* **Task instructions**: Once the line with "Query: blue sky" is found in the data, output it and each following line exactly, up to and including the line with "pixel 554 252", and nothing before or after.

○ ○ ○ ○ ○ ○ ○

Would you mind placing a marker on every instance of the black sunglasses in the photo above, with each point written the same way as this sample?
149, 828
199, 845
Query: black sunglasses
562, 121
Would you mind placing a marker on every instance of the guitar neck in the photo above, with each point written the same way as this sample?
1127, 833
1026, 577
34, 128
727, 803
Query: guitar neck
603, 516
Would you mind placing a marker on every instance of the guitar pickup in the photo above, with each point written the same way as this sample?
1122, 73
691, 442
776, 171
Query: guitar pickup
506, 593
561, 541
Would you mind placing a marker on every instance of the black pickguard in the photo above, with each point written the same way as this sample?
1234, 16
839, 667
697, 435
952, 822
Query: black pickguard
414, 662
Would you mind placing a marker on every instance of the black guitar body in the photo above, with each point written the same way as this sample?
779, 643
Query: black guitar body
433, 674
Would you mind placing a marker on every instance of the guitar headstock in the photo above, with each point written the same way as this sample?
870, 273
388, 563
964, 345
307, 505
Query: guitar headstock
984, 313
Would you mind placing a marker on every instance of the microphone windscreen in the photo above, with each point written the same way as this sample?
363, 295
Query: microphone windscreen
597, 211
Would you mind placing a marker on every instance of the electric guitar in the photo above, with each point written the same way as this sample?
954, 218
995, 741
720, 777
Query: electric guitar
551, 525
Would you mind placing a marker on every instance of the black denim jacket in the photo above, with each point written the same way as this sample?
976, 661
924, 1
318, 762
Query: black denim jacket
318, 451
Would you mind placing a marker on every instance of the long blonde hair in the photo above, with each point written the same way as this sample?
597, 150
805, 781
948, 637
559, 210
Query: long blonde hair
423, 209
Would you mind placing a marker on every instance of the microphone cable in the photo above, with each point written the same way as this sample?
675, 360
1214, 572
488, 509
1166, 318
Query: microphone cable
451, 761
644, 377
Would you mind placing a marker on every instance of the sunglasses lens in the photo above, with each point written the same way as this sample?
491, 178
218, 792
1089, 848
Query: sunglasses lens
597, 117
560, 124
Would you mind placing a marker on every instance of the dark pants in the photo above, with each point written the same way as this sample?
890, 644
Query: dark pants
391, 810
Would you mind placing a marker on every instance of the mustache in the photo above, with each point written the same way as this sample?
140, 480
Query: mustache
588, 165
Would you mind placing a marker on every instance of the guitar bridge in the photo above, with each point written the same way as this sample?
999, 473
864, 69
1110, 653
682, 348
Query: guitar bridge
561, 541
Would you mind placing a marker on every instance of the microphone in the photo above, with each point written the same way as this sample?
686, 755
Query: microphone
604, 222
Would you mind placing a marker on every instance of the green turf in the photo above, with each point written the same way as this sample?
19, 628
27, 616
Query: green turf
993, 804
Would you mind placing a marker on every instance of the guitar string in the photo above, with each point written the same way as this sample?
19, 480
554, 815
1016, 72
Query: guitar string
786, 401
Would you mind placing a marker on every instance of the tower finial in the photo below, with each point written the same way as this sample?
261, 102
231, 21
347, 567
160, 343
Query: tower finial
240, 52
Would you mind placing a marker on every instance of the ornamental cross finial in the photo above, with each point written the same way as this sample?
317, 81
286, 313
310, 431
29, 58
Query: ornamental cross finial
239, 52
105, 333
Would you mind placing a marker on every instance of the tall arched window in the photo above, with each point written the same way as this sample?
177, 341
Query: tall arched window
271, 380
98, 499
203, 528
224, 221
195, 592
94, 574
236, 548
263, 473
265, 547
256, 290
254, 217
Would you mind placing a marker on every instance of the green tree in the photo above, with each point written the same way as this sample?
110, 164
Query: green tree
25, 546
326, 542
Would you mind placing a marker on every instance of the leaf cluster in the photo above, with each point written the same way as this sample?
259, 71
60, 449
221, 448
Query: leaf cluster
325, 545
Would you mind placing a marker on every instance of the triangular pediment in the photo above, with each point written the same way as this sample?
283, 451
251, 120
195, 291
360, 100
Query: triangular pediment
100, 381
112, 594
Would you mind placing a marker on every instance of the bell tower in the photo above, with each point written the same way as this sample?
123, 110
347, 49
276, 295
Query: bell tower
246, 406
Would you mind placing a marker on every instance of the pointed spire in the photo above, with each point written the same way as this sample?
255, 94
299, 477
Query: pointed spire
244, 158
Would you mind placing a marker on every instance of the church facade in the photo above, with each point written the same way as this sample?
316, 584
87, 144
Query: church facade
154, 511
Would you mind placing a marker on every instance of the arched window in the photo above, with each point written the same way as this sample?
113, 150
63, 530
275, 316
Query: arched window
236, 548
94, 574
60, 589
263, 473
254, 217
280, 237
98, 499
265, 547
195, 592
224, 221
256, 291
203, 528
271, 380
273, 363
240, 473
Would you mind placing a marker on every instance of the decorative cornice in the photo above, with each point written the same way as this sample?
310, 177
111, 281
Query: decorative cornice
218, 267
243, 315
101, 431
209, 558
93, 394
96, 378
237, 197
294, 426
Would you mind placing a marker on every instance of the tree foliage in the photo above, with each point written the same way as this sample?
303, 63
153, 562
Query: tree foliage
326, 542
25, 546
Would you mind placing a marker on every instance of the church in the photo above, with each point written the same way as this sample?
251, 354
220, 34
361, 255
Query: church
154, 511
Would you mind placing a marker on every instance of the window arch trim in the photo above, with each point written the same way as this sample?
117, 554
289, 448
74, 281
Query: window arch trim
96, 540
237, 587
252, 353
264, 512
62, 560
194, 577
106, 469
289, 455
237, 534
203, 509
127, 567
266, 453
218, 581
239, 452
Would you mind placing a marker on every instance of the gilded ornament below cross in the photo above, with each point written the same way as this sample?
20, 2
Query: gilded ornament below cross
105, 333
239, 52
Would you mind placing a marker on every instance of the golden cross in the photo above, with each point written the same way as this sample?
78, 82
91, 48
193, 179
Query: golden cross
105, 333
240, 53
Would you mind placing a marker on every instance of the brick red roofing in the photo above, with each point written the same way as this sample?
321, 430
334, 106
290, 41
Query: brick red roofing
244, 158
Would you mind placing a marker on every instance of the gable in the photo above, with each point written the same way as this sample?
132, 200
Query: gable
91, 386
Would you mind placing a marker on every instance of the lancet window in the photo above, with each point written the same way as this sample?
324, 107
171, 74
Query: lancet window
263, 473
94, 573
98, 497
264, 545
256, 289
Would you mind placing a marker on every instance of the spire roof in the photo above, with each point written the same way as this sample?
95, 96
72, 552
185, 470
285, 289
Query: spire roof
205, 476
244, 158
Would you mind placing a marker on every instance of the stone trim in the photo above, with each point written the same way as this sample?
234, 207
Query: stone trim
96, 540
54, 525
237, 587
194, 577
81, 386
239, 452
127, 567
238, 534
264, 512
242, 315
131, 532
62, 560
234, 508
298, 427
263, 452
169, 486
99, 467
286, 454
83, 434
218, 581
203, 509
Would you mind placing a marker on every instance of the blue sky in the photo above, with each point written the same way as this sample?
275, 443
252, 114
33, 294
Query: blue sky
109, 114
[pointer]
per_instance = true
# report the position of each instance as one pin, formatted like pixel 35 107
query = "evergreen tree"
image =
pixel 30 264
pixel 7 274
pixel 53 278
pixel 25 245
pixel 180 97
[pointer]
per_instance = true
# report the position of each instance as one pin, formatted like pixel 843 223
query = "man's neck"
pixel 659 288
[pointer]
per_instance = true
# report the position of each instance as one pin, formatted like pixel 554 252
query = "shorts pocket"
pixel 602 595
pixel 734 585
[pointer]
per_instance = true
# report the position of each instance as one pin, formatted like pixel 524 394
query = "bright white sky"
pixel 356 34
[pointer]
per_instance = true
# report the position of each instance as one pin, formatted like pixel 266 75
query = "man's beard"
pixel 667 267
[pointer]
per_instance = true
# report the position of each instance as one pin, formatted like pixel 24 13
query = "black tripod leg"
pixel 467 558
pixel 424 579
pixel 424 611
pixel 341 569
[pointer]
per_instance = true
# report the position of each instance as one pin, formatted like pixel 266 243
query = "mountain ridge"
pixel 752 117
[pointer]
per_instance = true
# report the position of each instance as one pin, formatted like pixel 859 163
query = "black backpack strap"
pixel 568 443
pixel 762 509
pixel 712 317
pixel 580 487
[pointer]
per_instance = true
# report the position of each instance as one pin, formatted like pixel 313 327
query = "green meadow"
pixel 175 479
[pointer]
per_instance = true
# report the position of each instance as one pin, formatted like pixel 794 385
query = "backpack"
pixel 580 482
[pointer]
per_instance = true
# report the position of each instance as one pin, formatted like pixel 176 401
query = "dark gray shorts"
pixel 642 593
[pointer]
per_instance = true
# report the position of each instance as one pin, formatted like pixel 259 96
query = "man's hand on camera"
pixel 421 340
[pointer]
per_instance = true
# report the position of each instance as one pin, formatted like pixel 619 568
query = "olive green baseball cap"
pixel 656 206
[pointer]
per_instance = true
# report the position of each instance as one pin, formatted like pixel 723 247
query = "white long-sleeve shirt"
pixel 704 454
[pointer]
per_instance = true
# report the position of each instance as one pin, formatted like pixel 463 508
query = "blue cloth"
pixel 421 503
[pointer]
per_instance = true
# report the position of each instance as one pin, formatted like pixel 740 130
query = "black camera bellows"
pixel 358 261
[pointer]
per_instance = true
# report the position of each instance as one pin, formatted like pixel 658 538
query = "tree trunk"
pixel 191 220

○ ○ ○ ○ ○ ○ ○

* **Response area**:
Query: blue sky
109, 114
[pointer]
per_instance = true
# report the position of each instance as one pin, formatted like pixel 35 107
query = "evergreen tree"
image =
pixel 30 264
pixel 7 274
pixel 53 278
pixel 25 245
pixel 180 97
[pointer]
per_instance = true
# report the position of each instance as one pin, formatted like pixel 843 223
query = "man's neck"
pixel 659 288
[pointer]
per_instance = true
# report the position of each instance as one pin, formatted like pixel 554 252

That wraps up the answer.